→ Source extract
## Begin

After the training, the nodes can be visualized back in the original grid structure, known as a Map. This enables visualization of multidimensional data space as low dimensional topology preserving maps. A detailed description of the algorithm can be found in [4, 6].

Super-organized Maps In this work, the variant of SOM known as Super-organized Map (supersom) was used. This variant allows the input variables to be grouped as layers, and the user can specify different weights for each layer. Here, the distance value is computed separately for each layer, and the learning is biased based on the weights. The implementation details of supersom can be found in [13]. The “kohonen” package[12] for R language was used to implement this algorithm.

Training the map In order to use supersom, the variables velocity, accelerator pedal position and brake pedal position (frame of 10 values) were each considered as separate layers. The fuel consumption and distance were grouped into a fourth layer. The four layers were given an equal weight of 0.25. This provides the importance of 12.5% to each scalar variable and 2.5% to the individual values in the vectors layers. The map was initialized with 400 nodes (20x20 grid) with a hexagonal grid structure. The number of training iterations was set as 700 because the mean distance between the inputs and their closest nodes did not change considerably on adding further iterations. The Training progress was observed to stabilize beyond 650 iterations and the mean distance to closest nodes was 72.7.

2.2.2 Clustering

Individually interpreting all of the nodes present on the map is possible, however painful. Clustering the nodes and interpreting the clusters would be a more manageable approach. To determine the number of meaningful clusters available on the map, Within-cluster sum of square distance (withinSS) measure was tested iteratively between 2 to 20 clusters. The ‘elbow’ on the withinSS curve usually indicates the optimum number of clusters. In this case, it happens at 5, as shown in Fig. 4a. However, the curve does not monotonically decrease and flatten after 5. Hence, to make sure that 5 clusters are optimal, the Gap Statistic, as described in [11], was used additionally. Gap Statistic is the difference between log(withinSS) and its expectation under a null reference distribution of the data. In Fig. 4b, it can be observed that the Gap curve reaches the global maximum at 5. Therefore, the map was clustered into five groups for further interpretation.

## End

→ Records
## Begin

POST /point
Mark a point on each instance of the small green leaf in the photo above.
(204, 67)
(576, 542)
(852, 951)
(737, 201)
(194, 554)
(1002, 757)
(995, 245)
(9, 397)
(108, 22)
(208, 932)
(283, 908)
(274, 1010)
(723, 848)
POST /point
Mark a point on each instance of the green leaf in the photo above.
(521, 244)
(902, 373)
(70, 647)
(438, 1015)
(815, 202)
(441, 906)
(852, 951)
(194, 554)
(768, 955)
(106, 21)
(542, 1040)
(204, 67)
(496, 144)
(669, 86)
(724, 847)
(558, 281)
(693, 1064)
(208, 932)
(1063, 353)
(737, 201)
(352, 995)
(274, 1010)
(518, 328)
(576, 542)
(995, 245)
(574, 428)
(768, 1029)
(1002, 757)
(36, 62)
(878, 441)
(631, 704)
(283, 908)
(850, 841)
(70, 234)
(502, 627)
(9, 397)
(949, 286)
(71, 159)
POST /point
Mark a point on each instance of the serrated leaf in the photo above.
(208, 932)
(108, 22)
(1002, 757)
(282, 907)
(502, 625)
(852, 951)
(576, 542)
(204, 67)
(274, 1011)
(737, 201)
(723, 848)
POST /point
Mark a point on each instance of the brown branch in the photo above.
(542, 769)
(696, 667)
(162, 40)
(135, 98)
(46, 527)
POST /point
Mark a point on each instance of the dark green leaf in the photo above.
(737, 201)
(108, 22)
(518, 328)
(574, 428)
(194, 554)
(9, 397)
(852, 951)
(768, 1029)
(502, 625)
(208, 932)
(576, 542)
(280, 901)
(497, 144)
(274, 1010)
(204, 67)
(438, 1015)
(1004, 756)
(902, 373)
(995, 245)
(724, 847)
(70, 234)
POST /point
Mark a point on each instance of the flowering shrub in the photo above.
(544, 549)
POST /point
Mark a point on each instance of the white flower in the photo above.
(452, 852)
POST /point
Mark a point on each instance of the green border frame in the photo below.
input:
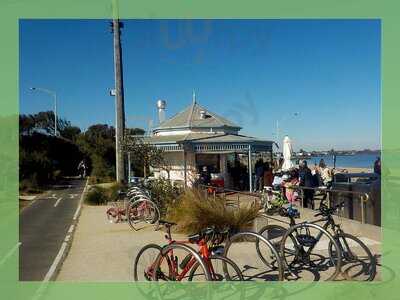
(13, 10)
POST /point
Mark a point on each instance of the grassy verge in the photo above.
(193, 212)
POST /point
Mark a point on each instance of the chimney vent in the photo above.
(161, 104)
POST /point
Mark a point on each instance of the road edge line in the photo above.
(62, 254)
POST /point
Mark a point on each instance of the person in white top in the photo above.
(325, 173)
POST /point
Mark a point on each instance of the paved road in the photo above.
(43, 227)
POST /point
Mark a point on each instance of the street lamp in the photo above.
(54, 95)
(295, 114)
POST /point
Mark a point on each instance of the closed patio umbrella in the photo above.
(287, 154)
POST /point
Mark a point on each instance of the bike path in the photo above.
(43, 227)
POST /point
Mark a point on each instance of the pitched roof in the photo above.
(190, 118)
(204, 138)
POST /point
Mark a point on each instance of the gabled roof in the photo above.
(205, 138)
(190, 118)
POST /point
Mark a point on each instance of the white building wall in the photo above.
(175, 160)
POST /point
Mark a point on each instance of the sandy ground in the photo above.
(104, 252)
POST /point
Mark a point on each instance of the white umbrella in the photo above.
(287, 154)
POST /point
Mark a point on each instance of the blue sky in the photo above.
(254, 72)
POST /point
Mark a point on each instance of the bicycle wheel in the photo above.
(170, 268)
(142, 211)
(221, 269)
(274, 234)
(113, 215)
(241, 248)
(305, 253)
(143, 266)
(358, 264)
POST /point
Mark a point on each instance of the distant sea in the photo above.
(349, 161)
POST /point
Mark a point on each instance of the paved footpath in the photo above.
(104, 252)
(44, 227)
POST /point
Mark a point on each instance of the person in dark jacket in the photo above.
(307, 180)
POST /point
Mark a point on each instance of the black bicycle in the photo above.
(346, 251)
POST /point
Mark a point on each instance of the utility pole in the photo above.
(116, 26)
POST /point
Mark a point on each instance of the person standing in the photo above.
(325, 173)
(259, 175)
(306, 180)
(82, 168)
(268, 175)
(377, 166)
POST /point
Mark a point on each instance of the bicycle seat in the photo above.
(195, 238)
(163, 222)
(121, 193)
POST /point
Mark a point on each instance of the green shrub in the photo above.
(193, 212)
(163, 193)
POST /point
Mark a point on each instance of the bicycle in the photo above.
(192, 265)
(297, 243)
(136, 207)
(356, 265)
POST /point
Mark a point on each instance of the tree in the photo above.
(70, 132)
(26, 124)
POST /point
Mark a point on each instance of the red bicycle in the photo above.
(178, 262)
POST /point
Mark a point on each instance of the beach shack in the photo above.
(196, 139)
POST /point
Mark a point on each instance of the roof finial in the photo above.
(194, 97)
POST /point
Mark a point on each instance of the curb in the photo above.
(66, 245)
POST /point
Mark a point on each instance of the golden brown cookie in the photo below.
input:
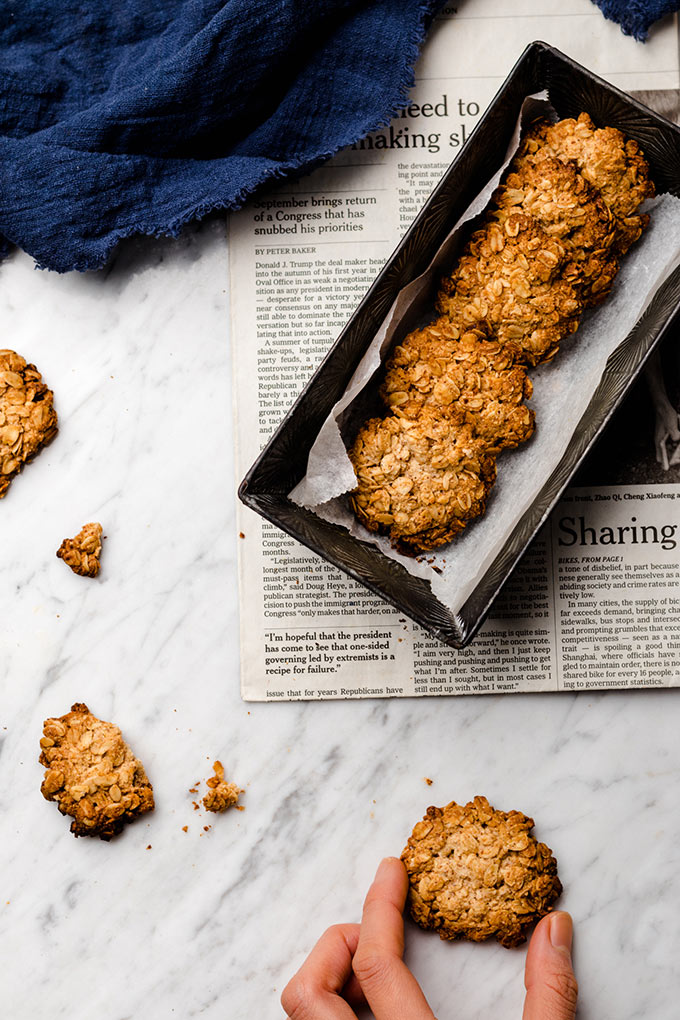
(568, 208)
(92, 773)
(508, 284)
(28, 418)
(422, 474)
(477, 873)
(221, 795)
(479, 376)
(82, 553)
(610, 161)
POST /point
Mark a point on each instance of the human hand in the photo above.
(356, 965)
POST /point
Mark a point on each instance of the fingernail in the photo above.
(561, 931)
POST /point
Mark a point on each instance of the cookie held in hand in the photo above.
(92, 773)
(477, 873)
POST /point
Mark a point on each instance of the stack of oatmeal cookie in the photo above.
(548, 247)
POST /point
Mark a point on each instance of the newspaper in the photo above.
(595, 601)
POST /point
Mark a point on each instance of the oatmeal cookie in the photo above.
(82, 553)
(477, 375)
(477, 873)
(422, 474)
(567, 207)
(508, 284)
(221, 795)
(28, 418)
(92, 773)
(610, 161)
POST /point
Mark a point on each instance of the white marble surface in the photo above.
(212, 923)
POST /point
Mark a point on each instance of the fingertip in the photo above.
(561, 930)
(391, 873)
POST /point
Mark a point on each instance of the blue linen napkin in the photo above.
(137, 116)
(636, 16)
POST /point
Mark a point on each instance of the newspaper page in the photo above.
(595, 601)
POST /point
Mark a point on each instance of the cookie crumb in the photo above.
(477, 873)
(28, 418)
(82, 553)
(221, 795)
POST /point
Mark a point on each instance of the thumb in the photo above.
(551, 986)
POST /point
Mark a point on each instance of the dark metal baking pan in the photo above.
(571, 89)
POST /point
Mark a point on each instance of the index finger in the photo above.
(389, 987)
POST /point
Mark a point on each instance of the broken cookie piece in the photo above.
(82, 553)
(92, 773)
(221, 795)
(477, 873)
(28, 418)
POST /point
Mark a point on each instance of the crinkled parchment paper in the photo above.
(562, 392)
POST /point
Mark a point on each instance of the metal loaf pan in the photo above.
(572, 89)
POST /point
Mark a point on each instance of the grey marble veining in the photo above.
(163, 923)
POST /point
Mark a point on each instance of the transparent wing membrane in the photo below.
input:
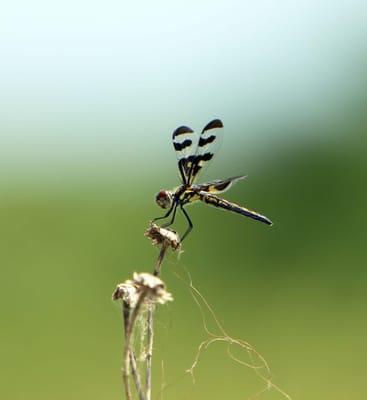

## End

→ Given instruction A
According to the map-training excerpt, at what number of clusters does the Gap curve reach its global maximum?
→ Given instruction B
Write out the part of the map-training excerpt that begins with the words containing "Super-organized Maps In" and ends with "implement this algorithm.".

→ Complete response A
The Gap curve reaches its global maximum at 5 clusters.

→ Complete response B
Super-organized Maps In this work, the variant of SOM known as Super-organized Map (supersom) was used. This variant allows the input variables to be grouped as layers, and the user can specify different weights for each layer. Here, the distance value is computed separately for each layer, and the learning is biased based on the weights. The implementation details of supersom can be found in [13]. The “kohonen” package[12] for R language was used to implement this algorithm.